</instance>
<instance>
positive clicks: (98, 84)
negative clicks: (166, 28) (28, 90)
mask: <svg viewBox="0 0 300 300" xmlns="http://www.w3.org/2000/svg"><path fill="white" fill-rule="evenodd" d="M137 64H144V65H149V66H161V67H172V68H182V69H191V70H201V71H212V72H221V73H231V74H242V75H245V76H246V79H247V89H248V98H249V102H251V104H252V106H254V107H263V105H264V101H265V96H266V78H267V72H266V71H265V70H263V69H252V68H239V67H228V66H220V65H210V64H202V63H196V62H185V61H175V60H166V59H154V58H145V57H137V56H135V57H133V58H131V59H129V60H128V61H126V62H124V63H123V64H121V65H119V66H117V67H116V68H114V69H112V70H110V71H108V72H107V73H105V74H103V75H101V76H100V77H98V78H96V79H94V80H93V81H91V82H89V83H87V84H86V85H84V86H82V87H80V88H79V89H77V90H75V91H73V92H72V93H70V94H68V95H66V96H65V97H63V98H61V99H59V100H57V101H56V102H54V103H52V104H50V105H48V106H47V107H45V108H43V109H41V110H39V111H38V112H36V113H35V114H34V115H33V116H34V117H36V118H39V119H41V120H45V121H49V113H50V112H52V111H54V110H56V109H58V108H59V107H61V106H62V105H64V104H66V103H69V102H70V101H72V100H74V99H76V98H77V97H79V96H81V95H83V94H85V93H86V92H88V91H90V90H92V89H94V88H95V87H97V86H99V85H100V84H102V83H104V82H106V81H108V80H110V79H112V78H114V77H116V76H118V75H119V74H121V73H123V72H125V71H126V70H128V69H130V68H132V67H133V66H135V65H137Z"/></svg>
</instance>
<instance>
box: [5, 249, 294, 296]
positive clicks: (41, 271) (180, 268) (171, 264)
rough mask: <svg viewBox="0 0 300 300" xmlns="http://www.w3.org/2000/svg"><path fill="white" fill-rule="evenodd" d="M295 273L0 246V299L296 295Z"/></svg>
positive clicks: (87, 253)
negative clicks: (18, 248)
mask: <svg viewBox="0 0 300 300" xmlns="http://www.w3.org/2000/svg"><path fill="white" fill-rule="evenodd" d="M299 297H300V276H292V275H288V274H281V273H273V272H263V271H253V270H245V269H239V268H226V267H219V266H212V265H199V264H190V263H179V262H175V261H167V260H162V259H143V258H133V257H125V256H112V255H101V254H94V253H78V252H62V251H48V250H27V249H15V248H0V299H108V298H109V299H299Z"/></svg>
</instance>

+++++

→ **Task details**:
Return each line from the material that includes the string "positive".

→ **Result**:
positive clicks: (98, 84)
positive clicks: (41, 271) (180, 268) (171, 264)
positive clicks: (87, 253)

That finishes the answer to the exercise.